### What is being asked
Rewrite everything in the records below, from the line containing "like x=446 y=595." down to the line containing "x=109 y=856", as a Markdown table with a Row column that numbers each line and a Line column that holds its text, leaving out blank lines.
*** Given data ***
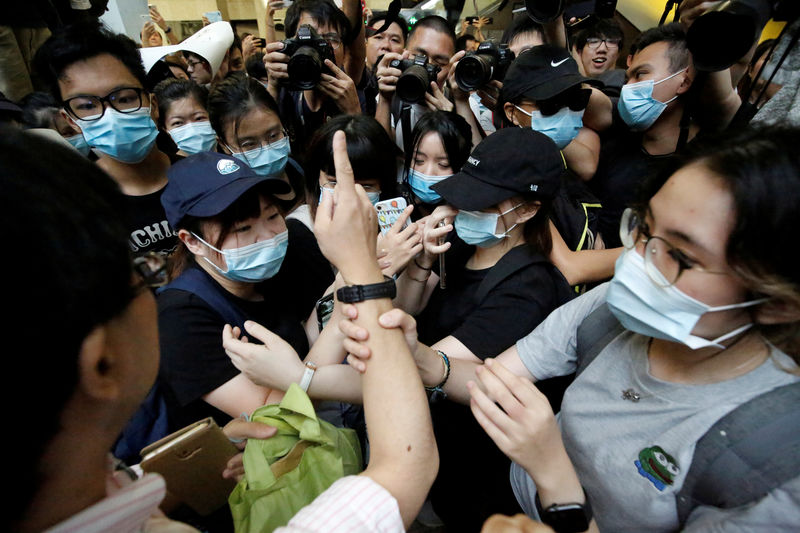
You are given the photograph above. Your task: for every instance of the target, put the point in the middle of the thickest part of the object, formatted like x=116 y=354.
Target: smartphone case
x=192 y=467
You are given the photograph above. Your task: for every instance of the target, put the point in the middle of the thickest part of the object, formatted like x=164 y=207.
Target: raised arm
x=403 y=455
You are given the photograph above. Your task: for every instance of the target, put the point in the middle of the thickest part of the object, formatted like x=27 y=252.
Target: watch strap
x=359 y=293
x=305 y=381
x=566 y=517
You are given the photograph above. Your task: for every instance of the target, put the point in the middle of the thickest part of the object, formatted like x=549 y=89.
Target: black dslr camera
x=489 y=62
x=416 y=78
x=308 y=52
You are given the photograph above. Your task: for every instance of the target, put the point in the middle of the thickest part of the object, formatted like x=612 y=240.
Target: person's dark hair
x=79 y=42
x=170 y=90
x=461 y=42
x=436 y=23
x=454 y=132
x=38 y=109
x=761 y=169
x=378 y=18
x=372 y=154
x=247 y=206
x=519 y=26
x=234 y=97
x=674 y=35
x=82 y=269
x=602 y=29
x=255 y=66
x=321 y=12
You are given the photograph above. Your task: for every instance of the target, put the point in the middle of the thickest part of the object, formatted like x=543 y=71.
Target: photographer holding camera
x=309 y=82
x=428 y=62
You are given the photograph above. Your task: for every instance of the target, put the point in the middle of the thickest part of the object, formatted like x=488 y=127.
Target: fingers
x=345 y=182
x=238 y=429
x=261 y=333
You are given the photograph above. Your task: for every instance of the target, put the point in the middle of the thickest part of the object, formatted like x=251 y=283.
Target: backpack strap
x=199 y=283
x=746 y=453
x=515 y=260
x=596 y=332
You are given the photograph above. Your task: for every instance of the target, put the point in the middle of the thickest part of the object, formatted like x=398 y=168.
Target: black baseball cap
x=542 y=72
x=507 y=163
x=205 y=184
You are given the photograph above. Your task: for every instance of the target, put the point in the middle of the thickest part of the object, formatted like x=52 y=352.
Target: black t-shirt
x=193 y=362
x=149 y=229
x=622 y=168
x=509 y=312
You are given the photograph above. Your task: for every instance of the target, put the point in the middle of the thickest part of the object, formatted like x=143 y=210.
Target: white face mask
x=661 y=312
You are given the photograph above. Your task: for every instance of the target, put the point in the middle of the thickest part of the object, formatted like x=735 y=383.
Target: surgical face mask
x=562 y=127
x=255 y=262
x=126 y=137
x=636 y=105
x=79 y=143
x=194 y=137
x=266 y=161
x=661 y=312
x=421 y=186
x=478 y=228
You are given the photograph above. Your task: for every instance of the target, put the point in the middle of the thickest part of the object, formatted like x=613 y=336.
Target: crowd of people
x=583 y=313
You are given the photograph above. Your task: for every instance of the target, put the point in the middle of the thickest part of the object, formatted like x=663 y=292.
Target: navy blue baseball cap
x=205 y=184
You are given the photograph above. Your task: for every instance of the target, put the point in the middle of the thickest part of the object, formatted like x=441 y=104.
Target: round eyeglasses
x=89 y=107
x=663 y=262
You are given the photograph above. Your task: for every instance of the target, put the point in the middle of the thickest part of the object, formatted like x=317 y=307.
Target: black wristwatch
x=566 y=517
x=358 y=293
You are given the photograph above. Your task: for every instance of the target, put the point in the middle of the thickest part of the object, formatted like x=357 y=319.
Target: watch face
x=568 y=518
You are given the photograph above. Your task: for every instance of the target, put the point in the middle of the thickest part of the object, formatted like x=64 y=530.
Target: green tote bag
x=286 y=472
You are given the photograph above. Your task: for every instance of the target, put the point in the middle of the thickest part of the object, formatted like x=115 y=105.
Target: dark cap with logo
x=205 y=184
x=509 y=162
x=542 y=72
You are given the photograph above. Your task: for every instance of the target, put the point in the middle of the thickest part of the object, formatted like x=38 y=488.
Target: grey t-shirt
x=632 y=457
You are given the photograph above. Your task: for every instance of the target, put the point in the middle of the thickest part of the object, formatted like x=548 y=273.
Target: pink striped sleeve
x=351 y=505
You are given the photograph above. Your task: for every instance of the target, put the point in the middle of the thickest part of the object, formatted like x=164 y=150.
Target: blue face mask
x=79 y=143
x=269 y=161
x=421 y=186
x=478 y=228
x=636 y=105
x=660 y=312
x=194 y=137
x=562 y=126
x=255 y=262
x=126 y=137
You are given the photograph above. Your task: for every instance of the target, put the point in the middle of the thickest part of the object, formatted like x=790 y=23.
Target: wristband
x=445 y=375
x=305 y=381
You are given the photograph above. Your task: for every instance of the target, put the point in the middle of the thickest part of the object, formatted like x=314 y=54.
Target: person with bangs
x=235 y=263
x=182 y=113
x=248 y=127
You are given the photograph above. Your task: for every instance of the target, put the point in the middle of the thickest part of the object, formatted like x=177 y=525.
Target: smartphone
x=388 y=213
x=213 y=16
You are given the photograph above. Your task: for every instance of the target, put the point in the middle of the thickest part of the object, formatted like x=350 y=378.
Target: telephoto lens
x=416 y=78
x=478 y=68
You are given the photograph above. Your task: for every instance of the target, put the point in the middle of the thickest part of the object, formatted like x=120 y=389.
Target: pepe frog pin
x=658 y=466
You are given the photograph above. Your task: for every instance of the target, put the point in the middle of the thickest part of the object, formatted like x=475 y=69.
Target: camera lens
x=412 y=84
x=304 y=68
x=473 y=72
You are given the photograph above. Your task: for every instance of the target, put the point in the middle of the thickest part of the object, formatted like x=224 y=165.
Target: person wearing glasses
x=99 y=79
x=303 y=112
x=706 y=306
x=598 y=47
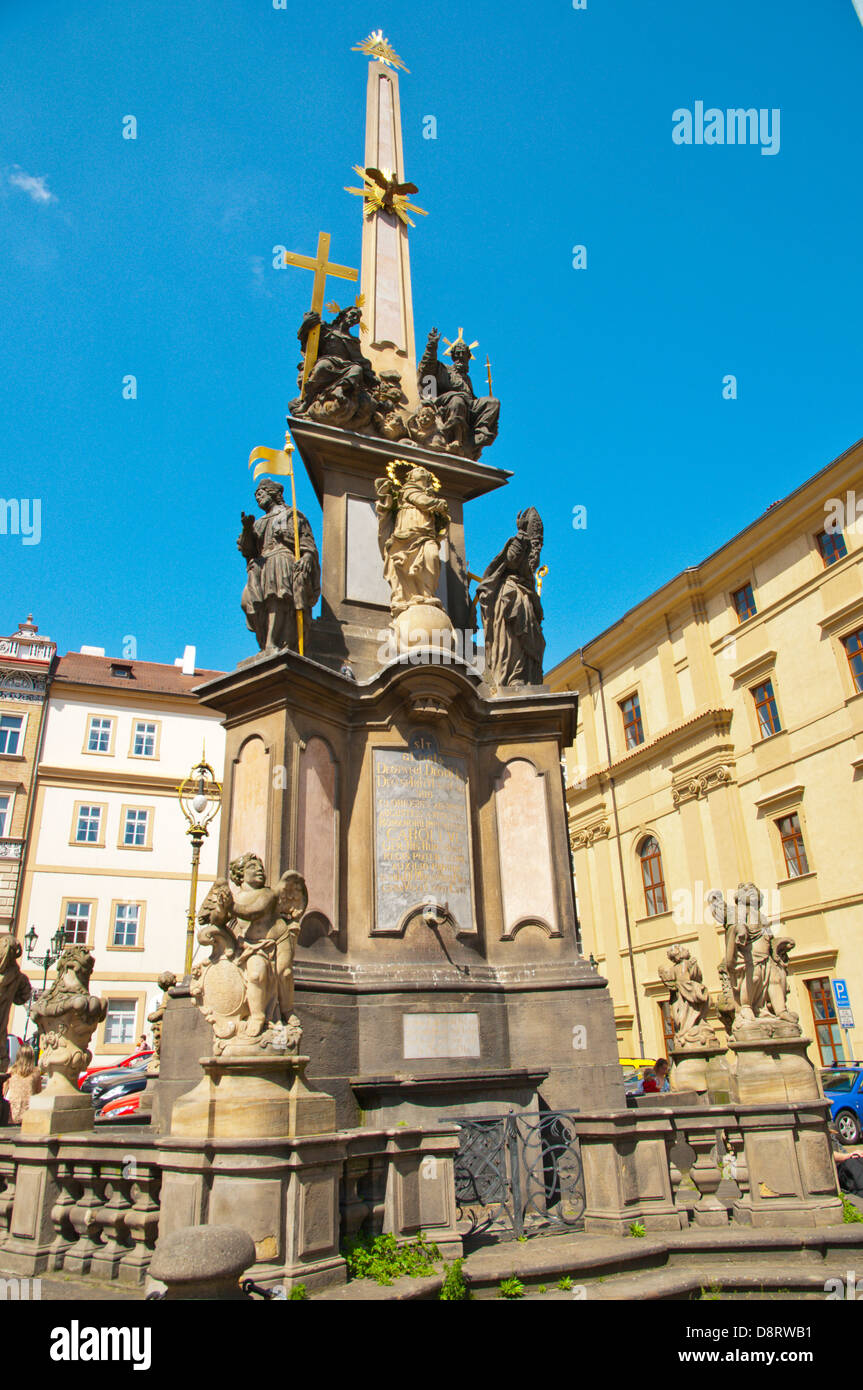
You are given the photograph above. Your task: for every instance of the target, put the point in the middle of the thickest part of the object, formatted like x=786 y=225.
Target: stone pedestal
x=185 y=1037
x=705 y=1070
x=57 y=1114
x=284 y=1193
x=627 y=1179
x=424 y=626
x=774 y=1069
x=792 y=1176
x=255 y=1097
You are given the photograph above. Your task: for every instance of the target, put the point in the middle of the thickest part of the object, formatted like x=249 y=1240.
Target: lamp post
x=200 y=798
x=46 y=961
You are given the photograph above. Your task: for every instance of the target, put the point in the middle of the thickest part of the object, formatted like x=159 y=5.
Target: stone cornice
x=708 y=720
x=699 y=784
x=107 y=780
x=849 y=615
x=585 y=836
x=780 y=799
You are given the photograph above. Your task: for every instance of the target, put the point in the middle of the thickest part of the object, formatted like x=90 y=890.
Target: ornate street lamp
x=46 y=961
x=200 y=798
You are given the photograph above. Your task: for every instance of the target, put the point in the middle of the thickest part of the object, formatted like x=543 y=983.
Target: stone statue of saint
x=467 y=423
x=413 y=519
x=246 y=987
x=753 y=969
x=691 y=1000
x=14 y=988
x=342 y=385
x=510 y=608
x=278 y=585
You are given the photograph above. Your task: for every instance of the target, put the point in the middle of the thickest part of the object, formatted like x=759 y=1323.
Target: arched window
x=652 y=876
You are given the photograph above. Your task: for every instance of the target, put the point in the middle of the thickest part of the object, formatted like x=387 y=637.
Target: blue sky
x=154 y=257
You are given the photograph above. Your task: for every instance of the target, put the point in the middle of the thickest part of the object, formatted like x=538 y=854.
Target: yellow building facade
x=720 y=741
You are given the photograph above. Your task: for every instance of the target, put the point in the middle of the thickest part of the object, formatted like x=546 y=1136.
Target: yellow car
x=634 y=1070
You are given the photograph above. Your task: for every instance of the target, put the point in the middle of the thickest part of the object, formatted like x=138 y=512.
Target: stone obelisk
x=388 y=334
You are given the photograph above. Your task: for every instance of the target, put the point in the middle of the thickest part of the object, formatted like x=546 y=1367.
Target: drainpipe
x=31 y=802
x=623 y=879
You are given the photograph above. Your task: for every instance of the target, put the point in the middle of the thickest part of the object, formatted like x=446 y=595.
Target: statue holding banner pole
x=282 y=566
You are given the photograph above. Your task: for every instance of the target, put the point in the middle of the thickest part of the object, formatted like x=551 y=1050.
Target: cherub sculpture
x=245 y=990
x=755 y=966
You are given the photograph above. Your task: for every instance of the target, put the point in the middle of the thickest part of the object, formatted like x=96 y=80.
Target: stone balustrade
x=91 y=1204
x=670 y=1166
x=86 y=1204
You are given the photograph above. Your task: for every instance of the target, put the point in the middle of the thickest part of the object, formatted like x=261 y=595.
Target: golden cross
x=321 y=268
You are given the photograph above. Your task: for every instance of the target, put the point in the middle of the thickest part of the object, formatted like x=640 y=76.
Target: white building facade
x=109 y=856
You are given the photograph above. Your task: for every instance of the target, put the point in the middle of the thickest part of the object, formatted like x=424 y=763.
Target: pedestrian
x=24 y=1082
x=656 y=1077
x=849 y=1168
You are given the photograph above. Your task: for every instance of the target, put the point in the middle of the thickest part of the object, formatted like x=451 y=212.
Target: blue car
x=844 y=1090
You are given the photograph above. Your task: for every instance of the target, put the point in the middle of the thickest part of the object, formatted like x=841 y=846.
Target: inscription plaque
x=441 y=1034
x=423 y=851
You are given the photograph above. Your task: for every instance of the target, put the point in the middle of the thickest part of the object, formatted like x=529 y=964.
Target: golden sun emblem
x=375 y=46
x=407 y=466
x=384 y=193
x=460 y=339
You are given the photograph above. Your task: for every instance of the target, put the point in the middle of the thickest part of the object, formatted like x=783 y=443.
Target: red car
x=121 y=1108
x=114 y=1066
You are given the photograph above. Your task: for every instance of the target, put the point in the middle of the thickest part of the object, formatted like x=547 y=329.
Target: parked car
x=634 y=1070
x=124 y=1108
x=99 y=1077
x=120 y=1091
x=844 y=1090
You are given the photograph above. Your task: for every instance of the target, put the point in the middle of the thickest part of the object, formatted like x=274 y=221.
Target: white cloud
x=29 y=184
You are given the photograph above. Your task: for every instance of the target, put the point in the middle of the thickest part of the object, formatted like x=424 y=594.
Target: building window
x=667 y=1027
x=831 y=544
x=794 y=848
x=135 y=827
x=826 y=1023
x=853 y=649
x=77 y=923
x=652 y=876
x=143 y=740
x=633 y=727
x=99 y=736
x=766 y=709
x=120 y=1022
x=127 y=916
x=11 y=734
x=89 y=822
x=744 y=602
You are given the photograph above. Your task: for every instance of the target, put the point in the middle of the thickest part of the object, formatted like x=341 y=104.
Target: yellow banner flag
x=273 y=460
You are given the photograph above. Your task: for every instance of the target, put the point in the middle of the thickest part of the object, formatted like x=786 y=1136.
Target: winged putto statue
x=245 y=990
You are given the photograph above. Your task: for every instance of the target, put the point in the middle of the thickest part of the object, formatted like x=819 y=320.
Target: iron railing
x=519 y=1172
***
### Solution to this task
| Row | Line |
|---|---|
| 1 | You are given the photograph above. Your task: for every instance of the target, put the point in the middle of the thickest part of the object, formatted like x=446 y=595. |
| 2 | Target: statue holding banner pole |
| 3 | x=282 y=566 |
| 4 | You are given the photograph above. Your task: for every instance of the target, put the point in the middle of the thickest part of the object, formatted like x=551 y=1050. |
| 5 | Target: cherub sculpture |
| 6 | x=245 y=990 |
| 7 | x=755 y=966 |
| 8 | You are given the photograph above. Your task: for every instance of the target, put the point in the middle of the thickest part of the object, formatted like x=96 y=80. |
| 9 | Target: stone balustrade |
| 10 | x=91 y=1204 |
| 11 | x=670 y=1166 |
| 12 | x=86 y=1204 |
| 13 | You are given the photograph above. Your task: for every instance of the target, put the point in the middle of the thickest part of the object, formatted like x=261 y=595. |
| 14 | Target: golden cross |
| 15 | x=321 y=268 |
| 16 | You are given the photograph above. Your task: for every instance of the target, put the point in the middle of the thickest part of the object, formatted like x=640 y=76. |
| 17 | Target: white building facade |
| 18 | x=109 y=856 |